• DO THIS: Reproduce verbatim the lines of the material beginning with the line that contains "target: <item>bmw logo</item>" and continuing through the last line of the material, including both of these end lines.

START

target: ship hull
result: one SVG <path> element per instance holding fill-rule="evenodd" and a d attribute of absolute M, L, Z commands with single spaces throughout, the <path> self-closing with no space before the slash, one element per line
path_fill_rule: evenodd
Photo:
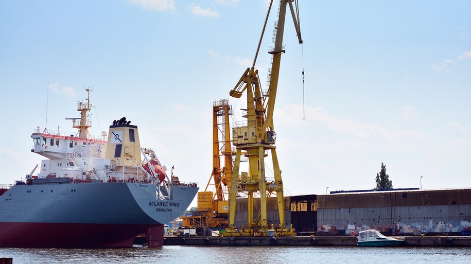
<path fill-rule="evenodd" d="M 162 235 L 163 226 L 161 226 Z M 129 248 L 150 226 L 132 224 L 0 223 L 0 247 Z M 162 245 L 161 242 L 155 245 Z"/>
<path fill-rule="evenodd" d="M 15 185 L 0 197 L 0 247 L 128 248 L 141 234 L 149 247 L 160 247 L 163 225 L 198 189 L 173 186 L 171 199 L 162 200 L 150 184 Z"/>

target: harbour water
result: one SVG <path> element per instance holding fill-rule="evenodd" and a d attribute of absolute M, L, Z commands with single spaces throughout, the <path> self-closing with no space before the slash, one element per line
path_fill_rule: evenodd
<path fill-rule="evenodd" d="M 201 247 L 123 249 L 0 248 L 14 264 L 470 263 L 471 248 Z"/>

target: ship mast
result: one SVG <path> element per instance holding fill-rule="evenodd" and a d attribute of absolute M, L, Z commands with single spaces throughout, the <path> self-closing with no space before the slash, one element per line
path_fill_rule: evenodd
<path fill-rule="evenodd" d="M 89 128 L 92 127 L 92 120 L 89 119 L 87 116 L 87 112 L 92 109 L 92 104 L 90 103 L 90 91 L 93 91 L 90 87 L 85 89 L 88 95 L 86 99 L 86 103 L 84 103 L 80 101 L 77 103 L 77 111 L 80 112 L 80 123 L 77 125 L 75 124 L 75 119 L 73 120 L 73 127 L 79 130 L 78 136 L 83 138 L 91 138 L 92 136 L 89 132 Z M 77 118 L 78 119 L 78 118 Z"/>

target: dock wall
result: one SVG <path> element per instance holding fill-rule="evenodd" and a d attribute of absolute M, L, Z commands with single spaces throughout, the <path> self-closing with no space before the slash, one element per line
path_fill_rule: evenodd
<path fill-rule="evenodd" d="M 317 197 L 317 233 L 375 228 L 389 235 L 468 234 L 471 189 L 339 193 Z"/>

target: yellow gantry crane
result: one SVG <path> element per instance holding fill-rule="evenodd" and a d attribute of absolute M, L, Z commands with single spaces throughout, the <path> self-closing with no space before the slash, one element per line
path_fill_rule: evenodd
<path fill-rule="evenodd" d="M 223 228 L 229 226 L 228 189 L 232 176 L 233 156 L 229 116 L 234 114 L 227 99 L 213 104 L 213 170 L 204 191 L 198 193 L 198 215 L 183 218 L 187 227 Z M 221 159 L 224 166 L 221 166 Z M 214 190 L 214 191 L 210 190 Z M 209 232 L 203 233 L 207 235 Z"/>
<path fill-rule="evenodd" d="M 276 134 L 273 127 L 273 110 L 276 98 L 276 90 L 280 73 L 281 56 L 285 52 L 283 45 L 283 31 L 287 6 L 289 7 L 294 23 L 294 27 L 300 44 L 302 44 L 299 26 L 299 15 L 297 0 L 281 0 L 278 21 L 275 23 L 273 32 L 274 46 L 269 53 L 272 55 L 271 69 L 268 71 L 268 91 L 263 92 L 260 85 L 258 72 L 255 69 L 260 45 L 263 38 L 267 22 L 273 4 L 271 0 L 265 20 L 261 36 L 258 43 L 257 52 L 252 68 L 244 72 L 234 89 L 231 90 L 231 96 L 240 98 L 244 92 L 247 93 L 247 109 L 244 117 L 247 121 L 240 126 L 233 128 L 233 144 L 236 147 L 235 161 L 232 172 L 231 183 L 229 186 L 230 213 L 229 225 L 224 235 L 226 236 L 266 236 L 267 231 L 273 227 L 268 226 L 267 217 L 267 202 L 271 193 L 276 192 L 280 216 L 280 224 L 274 232 L 275 236 L 295 235 L 294 231 L 286 228 L 285 222 L 284 203 L 283 202 L 283 183 L 281 171 L 276 156 L 275 141 Z M 293 7 L 294 3 L 295 9 Z M 273 181 L 269 181 L 266 178 L 264 159 L 266 151 L 271 151 L 274 174 Z M 249 160 L 249 173 L 242 172 L 238 181 L 240 156 L 243 153 Z M 237 232 L 234 228 L 236 197 L 238 192 L 244 192 L 248 197 L 248 228 Z M 254 218 L 254 196 L 259 193 L 260 210 L 258 217 Z"/>

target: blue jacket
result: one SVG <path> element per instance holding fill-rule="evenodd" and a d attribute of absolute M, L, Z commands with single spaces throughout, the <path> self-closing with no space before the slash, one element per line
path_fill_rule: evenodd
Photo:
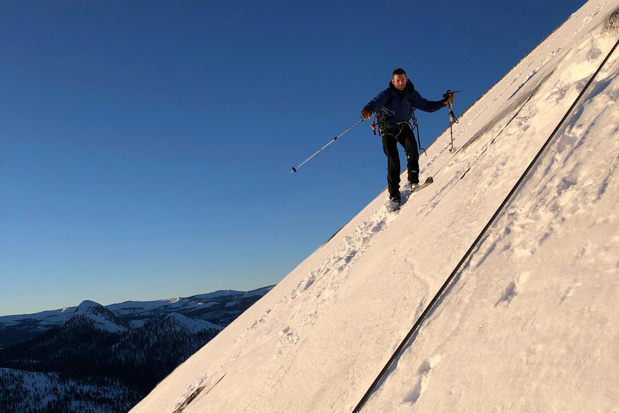
<path fill-rule="evenodd" d="M 400 97 L 400 95 L 402 97 Z M 389 87 L 379 93 L 363 109 L 378 112 L 387 104 L 389 96 L 391 97 L 391 99 L 389 107 L 386 108 L 387 110 L 385 111 L 387 124 L 408 122 L 412 117 L 413 109 L 432 112 L 445 107 L 442 100 L 428 100 L 422 97 L 415 90 L 415 86 L 409 79 L 403 91 L 399 91 L 389 82 Z"/>

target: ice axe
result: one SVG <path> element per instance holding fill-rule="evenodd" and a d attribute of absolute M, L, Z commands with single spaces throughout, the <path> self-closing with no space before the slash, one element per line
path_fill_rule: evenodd
<path fill-rule="evenodd" d="M 447 89 L 447 92 L 443 95 L 443 97 L 447 99 L 447 104 L 449 105 L 449 133 L 451 134 L 451 148 L 449 148 L 450 153 L 454 151 L 454 130 L 452 128 L 452 125 L 454 123 L 457 123 L 459 122 L 458 118 L 456 117 L 456 113 L 454 113 L 452 105 L 453 105 L 454 102 L 454 94 L 458 93 L 459 92 L 462 92 L 462 91 L 454 91 L 452 92 L 449 89 Z"/>

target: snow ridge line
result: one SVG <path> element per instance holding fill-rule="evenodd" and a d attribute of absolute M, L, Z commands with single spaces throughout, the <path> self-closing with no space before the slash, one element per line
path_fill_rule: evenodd
<path fill-rule="evenodd" d="M 370 398 L 370 396 L 374 392 L 374 390 L 378 385 L 378 383 L 381 381 L 381 380 L 383 380 L 383 378 L 387 373 L 387 371 L 389 369 L 389 368 L 391 368 L 391 365 L 396 361 L 396 359 L 398 357 L 399 357 L 400 354 L 404 349 L 404 347 L 408 343 L 409 340 L 410 340 L 410 338 L 413 336 L 413 334 L 415 334 L 415 332 L 419 327 L 419 326 L 421 325 L 421 324 L 423 322 L 425 318 L 433 309 L 433 308 L 434 307 L 435 304 L 438 301 L 438 299 L 440 298 L 441 295 L 443 295 L 443 293 L 445 290 L 445 289 L 447 288 L 447 287 L 449 286 L 452 279 L 454 278 L 456 274 L 457 274 L 458 272 L 460 271 L 460 269 L 462 267 L 462 265 L 469 259 L 469 257 L 473 252 L 473 250 L 474 250 L 475 248 L 477 246 L 477 244 L 479 244 L 479 242 L 481 241 L 482 238 L 485 234 L 488 228 L 490 228 L 490 226 L 492 225 L 495 220 L 496 219 L 496 217 L 498 216 L 499 214 L 501 213 L 503 208 L 511 199 L 511 197 L 516 193 L 516 191 L 519 189 L 521 184 L 522 183 L 522 181 L 524 181 L 524 179 L 526 177 L 527 175 L 529 174 L 529 172 L 533 168 L 533 166 L 535 165 L 535 162 L 537 162 L 537 160 L 545 151 L 546 148 L 550 143 L 550 141 L 552 140 L 552 138 L 555 137 L 555 135 L 556 135 L 556 133 L 563 125 L 563 123 L 565 123 L 565 121 L 567 120 L 568 117 L 571 113 L 572 111 L 574 110 L 574 108 L 576 107 L 576 104 L 578 104 L 578 102 L 584 95 L 585 92 L 587 91 L 587 89 L 589 89 L 589 87 L 593 82 L 593 81 L 595 79 L 597 74 L 600 73 L 600 71 L 601 71 L 602 68 L 606 64 L 606 62 L 608 61 L 608 59 L 610 58 L 610 56 L 617 48 L 618 46 L 619 46 L 619 39 L 617 40 L 617 42 L 615 43 L 615 45 L 610 50 L 610 51 L 609 51 L 608 54 L 607 55 L 606 58 L 604 59 L 604 60 L 602 62 L 602 63 L 600 64 L 600 66 L 599 67 L 598 67 L 597 70 L 595 71 L 595 72 L 591 76 L 591 78 L 589 79 L 589 82 L 587 82 L 587 84 L 586 84 L 584 87 L 582 88 L 582 90 L 581 91 L 580 94 L 576 97 L 576 100 L 574 101 L 574 103 L 573 103 L 572 105 L 569 107 L 569 109 L 568 109 L 568 111 L 566 112 L 565 115 L 563 116 L 563 118 L 559 122 L 559 124 L 556 125 L 556 127 L 555 128 L 555 130 L 553 130 L 552 133 L 550 134 L 550 136 L 548 136 L 548 138 L 542 146 L 542 148 L 540 149 L 539 151 L 534 157 L 533 160 L 529 164 L 529 166 L 527 167 L 527 169 L 525 169 L 524 172 L 522 173 L 522 175 L 516 182 L 516 185 L 514 185 L 514 187 L 512 188 L 511 191 L 509 191 L 509 193 L 508 194 L 507 197 L 506 197 L 505 199 L 503 200 L 503 202 L 499 206 L 498 209 L 496 210 L 496 212 L 495 212 L 494 215 L 490 218 L 490 221 L 488 221 L 488 223 L 486 224 L 486 226 L 482 230 L 482 232 L 480 233 L 478 236 L 477 236 L 477 238 L 473 242 L 472 245 L 471 245 L 469 250 L 464 254 L 464 256 L 462 257 L 461 260 L 460 260 L 460 262 L 456 266 L 456 268 L 454 269 L 454 270 L 447 278 L 447 280 L 445 280 L 444 283 L 439 289 L 438 292 L 436 293 L 436 295 L 432 299 L 432 301 L 430 301 L 430 304 L 428 304 L 428 306 L 423 311 L 423 313 L 422 313 L 421 316 L 419 316 L 418 319 L 417 319 L 417 322 L 415 322 L 415 324 L 410 329 L 410 331 L 409 332 L 409 334 L 407 334 L 406 336 L 404 337 L 404 339 L 402 340 L 402 343 L 400 343 L 400 345 L 399 345 L 397 347 L 397 349 L 396 349 L 396 352 L 393 353 L 393 355 L 391 356 L 391 358 L 389 358 L 388 362 L 387 362 L 387 364 L 386 364 L 384 367 L 383 368 L 383 370 L 381 370 L 381 372 L 378 374 L 378 376 L 372 383 L 371 385 L 370 386 L 370 388 L 368 389 L 368 391 L 363 395 L 363 397 L 361 397 L 358 404 L 353 410 L 352 413 L 358 413 L 360 411 L 361 411 L 361 409 L 363 409 L 363 406 L 365 405 L 365 403 L 368 401 L 368 399 Z"/>

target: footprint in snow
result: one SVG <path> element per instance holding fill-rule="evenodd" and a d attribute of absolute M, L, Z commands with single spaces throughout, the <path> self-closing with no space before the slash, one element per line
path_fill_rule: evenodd
<path fill-rule="evenodd" d="M 410 391 L 409 392 L 409 394 L 402 401 L 403 403 L 412 404 L 419 399 L 422 393 L 423 392 L 423 388 L 428 384 L 430 370 L 438 364 L 438 362 L 440 361 L 441 356 L 437 354 L 436 355 L 432 356 L 422 363 L 422 365 L 419 366 L 417 370 L 417 376 L 415 377 L 415 384 L 413 385 Z"/>
<path fill-rule="evenodd" d="M 520 278 L 517 280 L 510 281 L 503 291 L 503 295 L 499 300 L 495 304 L 495 307 L 498 307 L 500 304 L 505 303 L 505 306 L 508 306 L 511 301 L 520 293 L 522 285 L 527 282 L 530 273 L 527 271 L 520 275 Z"/>

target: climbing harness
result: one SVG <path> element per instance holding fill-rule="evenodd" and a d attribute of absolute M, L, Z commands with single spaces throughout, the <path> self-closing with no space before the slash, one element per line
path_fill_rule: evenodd
<path fill-rule="evenodd" d="M 389 95 L 389 96 L 387 97 L 387 102 L 385 103 L 385 105 L 383 107 L 382 109 L 381 109 L 380 110 L 379 110 L 376 113 L 376 115 L 374 115 L 374 123 L 370 125 L 372 128 L 372 129 L 374 130 L 374 135 L 376 135 L 376 131 L 378 131 L 378 136 L 382 136 L 383 135 L 384 135 L 385 131 L 387 130 L 387 127 L 388 125 L 397 125 L 400 130 L 400 131 L 398 132 L 398 134 L 395 136 L 395 138 L 397 138 L 397 136 L 400 135 L 400 133 L 402 133 L 402 131 L 403 130 L 402 125 L 404 123 L 405 123 L 408 125 L 409 127 L 410 128 L 411 130 L 413 131 L 413 137 L 415 136 L 415 128 L 417 129 L 417 149 L 420 151 L 423 151 L 423 153 L 425 153 L 426 156 L 427 156 L 428 153 L 425 151 L 425 149 L 422 148 L 422 142 L 419 139 L 419 122 L 417 120 L 417 117 L 415 116 L 415 108 L 413 108 L 413 113 L 412 113 L 412 117 L 411 118 L 411 120 L 412 120 L 413 122 L 412 125 L 410 124 L 410 122 L 387 122 L 387 116 L 388 115 L 392 114 L 392 112 L 390 113 L 389 109 L 387 109 L 387 107 L 389 106 L 389 104 L 391 102 L 392 98 L 392 97 L 391 96 L 391 95 Z"/>
<path fill-rule="evenodd" d="M 420 151 L 423 151 L 423 153 L 428 156 L 428 153 L 425 151 L 425 149 L 422 148 L 422 141 L 419 140 L 419 122 L 417 122 L 417 117 L 415 116 L 415 109 L 413 109 L 413 117 L 411 119 L 413 121 L 413 135 L 415 135 L 415 129 L 417 130 L 417 146 Z"/>

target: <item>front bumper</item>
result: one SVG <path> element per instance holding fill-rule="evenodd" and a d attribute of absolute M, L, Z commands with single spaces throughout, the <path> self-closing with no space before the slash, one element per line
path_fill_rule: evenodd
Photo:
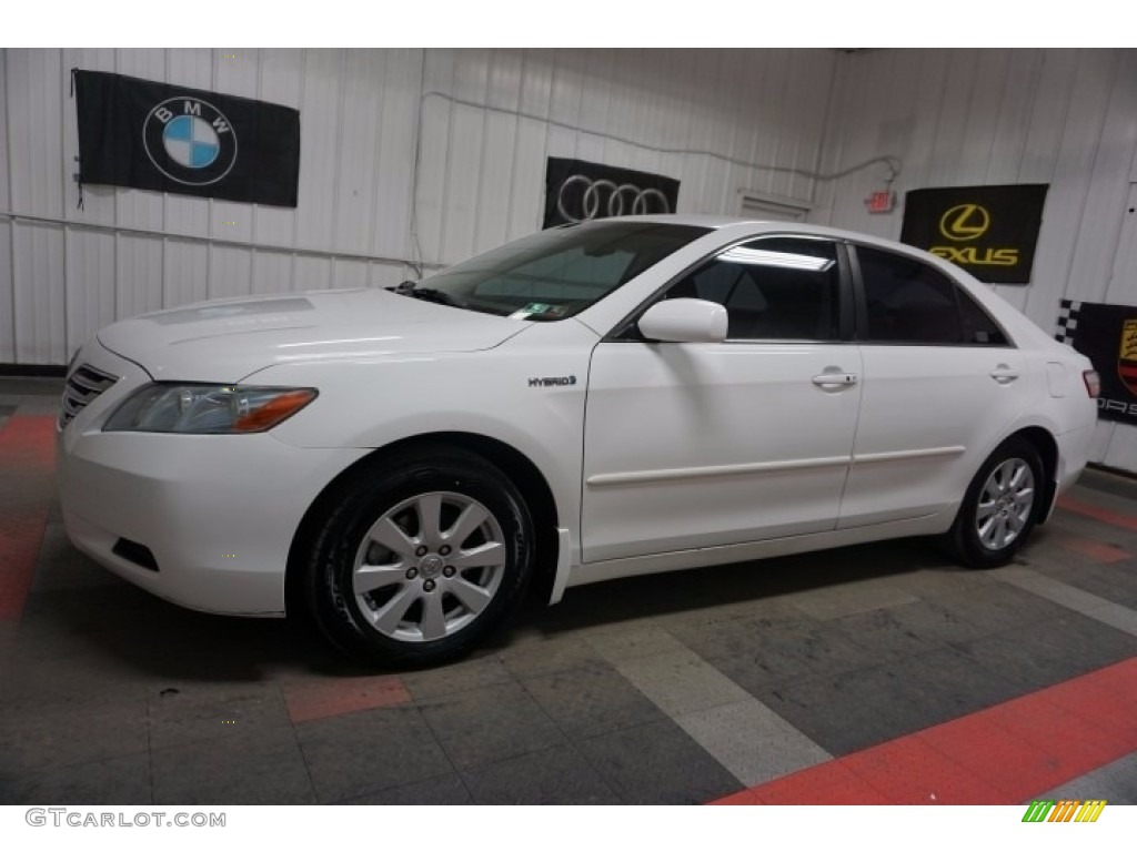
<path fill-rule="evenodd" d="M 64 525 L 75 546 L 183 607 L 282 615 L 304 513 L 367 450 L 299 449 L 269 433 L 105 433 L 102 421 L 149 376 L 98 344 L 78 362 L 122 379 L 58 436 Z M 158 569 L 115 553 L 121 540 L 148 548 Z"/>

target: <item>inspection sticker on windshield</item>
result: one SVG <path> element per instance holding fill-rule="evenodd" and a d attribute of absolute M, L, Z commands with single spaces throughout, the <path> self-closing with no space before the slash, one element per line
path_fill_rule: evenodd
<path fill-rule="evenodd" d="M 559 317 L 565 312 L 565 309 L 559 304 L 546 304 L 545 302 L 530 302 L 521 310 L 515 310 L 509 315 L 509 319 L 524 319 L 525 317 L 532 317 L 534 315 L 547 314 L 550 317 Z"/>

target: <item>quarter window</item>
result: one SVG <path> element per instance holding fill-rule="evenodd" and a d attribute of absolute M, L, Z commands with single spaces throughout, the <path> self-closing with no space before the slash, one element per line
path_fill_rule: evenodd
<path fill-rule="evenodd" d="M 839 277 L 831 242 L 771 237 L 728 249 L 666 298 L 722 304 L 732 340 L 836 340 Z"/>

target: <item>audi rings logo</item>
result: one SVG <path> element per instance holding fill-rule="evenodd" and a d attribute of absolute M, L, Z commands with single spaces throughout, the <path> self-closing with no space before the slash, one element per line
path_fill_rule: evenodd
<path fill-rule="evenodd" d="M 641 190 L 632 183 L 573 175 L 557 192 L 557 212 L 566 222 L 584 222 L 609 216 L 670 214 L 671 206 L 667 197 L 656 189 Z"/>

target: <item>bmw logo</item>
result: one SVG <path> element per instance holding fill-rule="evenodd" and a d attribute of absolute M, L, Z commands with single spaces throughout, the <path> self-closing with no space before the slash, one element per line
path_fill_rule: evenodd
<path fill-rule="evenodd" d="M 150 162 L 188 186 L 217 183 L 236 162 L 236 134 L 219 109 L 199 98 L 164 100 L 142 126 Z"/>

END

• RESPONSE BELOW:
target: <item>bmw logo</item>
result: one SVG <path> element per instance holding fill-rule="evenodd" and a d attribute of absolute M, L, Z commands with single spaces throughout, the <path> self-closing with no space before the slash, one element per line
path_fill_rule: evenodd
<path fill-rule="evenodd" d="M 150 162 L 188 186 L 217 183 L 236 162 L 236 134 L 219 109 L 199 98 L 164 100 L 142 126 Z"/>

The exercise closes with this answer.